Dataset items
○ ○ ○
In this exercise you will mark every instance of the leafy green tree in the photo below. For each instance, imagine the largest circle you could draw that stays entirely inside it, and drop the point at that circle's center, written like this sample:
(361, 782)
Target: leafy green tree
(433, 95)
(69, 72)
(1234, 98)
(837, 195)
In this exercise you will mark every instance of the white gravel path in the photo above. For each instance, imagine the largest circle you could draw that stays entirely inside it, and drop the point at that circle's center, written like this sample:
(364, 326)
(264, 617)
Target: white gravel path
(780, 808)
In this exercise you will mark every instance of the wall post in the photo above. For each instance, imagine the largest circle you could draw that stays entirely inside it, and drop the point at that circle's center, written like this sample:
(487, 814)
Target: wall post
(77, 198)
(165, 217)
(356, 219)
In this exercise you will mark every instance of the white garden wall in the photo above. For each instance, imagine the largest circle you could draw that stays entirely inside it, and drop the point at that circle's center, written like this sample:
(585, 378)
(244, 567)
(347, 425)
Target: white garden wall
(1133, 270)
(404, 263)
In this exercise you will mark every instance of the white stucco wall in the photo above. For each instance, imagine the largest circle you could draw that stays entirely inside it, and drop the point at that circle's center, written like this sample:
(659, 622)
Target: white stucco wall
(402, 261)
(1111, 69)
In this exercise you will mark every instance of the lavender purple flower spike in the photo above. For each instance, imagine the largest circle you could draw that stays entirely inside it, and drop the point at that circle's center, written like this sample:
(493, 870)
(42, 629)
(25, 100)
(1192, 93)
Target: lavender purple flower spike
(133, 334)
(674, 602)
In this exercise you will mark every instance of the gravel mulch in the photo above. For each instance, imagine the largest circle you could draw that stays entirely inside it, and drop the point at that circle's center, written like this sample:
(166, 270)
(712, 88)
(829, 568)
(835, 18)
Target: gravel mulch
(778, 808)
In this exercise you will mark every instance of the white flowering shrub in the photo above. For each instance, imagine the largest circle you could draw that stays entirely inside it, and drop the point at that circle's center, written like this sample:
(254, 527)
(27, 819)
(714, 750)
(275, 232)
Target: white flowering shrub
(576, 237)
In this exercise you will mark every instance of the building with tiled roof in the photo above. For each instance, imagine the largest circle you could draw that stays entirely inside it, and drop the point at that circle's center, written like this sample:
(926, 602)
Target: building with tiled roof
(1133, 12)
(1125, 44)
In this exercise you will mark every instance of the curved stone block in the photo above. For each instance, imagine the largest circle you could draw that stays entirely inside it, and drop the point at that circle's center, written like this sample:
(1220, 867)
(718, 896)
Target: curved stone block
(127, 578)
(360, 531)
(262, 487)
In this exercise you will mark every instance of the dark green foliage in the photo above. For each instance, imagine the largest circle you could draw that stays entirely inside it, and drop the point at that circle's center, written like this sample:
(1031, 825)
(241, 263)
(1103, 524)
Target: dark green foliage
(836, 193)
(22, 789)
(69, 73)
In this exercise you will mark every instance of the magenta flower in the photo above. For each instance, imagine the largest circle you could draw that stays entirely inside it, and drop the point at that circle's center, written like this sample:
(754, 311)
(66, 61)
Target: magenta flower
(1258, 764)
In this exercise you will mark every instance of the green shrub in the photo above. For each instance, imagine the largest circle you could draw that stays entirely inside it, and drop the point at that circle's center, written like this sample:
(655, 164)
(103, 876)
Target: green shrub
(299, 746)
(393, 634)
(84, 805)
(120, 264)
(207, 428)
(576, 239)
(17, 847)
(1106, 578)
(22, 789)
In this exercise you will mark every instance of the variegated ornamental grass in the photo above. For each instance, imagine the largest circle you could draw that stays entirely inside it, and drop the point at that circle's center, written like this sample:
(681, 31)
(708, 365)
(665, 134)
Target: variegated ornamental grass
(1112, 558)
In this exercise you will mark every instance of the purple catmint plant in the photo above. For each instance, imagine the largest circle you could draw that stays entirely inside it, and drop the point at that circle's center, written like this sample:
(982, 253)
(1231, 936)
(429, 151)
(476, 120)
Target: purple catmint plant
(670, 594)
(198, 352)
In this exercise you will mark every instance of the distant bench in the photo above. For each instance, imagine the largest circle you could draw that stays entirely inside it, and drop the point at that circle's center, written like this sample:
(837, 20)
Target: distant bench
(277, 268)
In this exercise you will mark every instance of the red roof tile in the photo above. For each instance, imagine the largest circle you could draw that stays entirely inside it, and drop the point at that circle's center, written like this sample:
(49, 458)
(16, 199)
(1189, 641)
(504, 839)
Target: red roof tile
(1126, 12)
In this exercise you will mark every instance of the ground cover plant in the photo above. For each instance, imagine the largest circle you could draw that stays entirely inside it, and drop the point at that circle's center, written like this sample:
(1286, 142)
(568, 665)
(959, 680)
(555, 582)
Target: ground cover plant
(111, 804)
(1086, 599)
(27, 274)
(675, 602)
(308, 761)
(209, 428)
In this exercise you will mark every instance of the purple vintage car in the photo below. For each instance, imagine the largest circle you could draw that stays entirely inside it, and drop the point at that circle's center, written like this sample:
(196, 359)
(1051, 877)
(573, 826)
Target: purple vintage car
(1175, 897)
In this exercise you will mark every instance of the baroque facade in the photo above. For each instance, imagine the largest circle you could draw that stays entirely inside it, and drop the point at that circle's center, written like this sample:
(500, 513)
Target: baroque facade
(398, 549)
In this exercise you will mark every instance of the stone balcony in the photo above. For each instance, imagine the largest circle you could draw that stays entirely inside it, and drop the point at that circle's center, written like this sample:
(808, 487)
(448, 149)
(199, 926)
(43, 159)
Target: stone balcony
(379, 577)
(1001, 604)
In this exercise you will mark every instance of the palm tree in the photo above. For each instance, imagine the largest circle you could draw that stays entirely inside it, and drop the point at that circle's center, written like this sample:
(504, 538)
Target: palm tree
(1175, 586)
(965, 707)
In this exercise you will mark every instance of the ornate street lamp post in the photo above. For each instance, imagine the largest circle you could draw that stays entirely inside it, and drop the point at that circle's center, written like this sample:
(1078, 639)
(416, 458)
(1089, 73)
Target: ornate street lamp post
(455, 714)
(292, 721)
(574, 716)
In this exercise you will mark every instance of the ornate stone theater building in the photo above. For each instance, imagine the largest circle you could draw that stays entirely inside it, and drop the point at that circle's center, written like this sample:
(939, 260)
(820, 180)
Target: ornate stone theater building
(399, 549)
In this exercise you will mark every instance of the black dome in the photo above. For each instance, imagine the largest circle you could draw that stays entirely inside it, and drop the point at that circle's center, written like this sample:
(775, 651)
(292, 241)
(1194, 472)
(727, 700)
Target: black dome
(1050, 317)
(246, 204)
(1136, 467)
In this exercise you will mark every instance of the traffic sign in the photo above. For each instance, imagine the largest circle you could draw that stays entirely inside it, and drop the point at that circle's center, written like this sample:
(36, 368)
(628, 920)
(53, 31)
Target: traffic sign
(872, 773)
○ ○ ○
Exercise:
Extract from the data above the lines starting at the one containing "In this exercise you will mark every instance of the red" and ending at the one containing "(1001, 604)", including both of those lines. Reproduce them verbatim.

Written answer:
In this exercise you will mark every instance of the red roof tile in the photo above. For each instance, imagine the largest circle you could draw that stays entirely inside it, and drop the point at that circle's center, written like this sample:
(49, 458)
(16, 199)
(1189, 641)
(504, 839)
Target: red roof tile
(1126, 12)
In this exercise you will mark every instance of the ground cover plant in the photo above. For each instance, imagine the largest circle you could draw that stays entirely inside it, and drop the point at that circle's center, written like this sample:
(1286, 142)
(568, 665)
(959, 680)
(555, 582)
Target: ground cover plant
(111, 804)
(1086, 599)
(27, 274)
(675, 602)
(308, 761)
(209, 428)
In this exercise you will mark every instance of the purple vintage car in the photo below. For each instance, imagine the largest circle you could draw that stays entirely inside it, and drop the point at that circle's center, written like this sample:
(196, 359)
(1051, 877)
(573, 826)
Target: purple vintage car
(1175, 897)
In this exercise you will mark every instance of the baroque facade in the photo above. For each instance, imagine the largest circle you could draw that stays entirely inside it, and drop the point at that circle's center, written like this sample:
(500, 513)
Target: baroque facade
(398, 549)
In this exercise you will mark every instance of the stone balcony in the photo above. For each instance, imagine the largest circle you could draw that stays entirely inside it, and drop the point at that circle's center, written like this sample:
(808, 487)
(448, 149)
(199, 926)
(43, 159)
Target: stone balcony
(379, 577)
(1001, 604)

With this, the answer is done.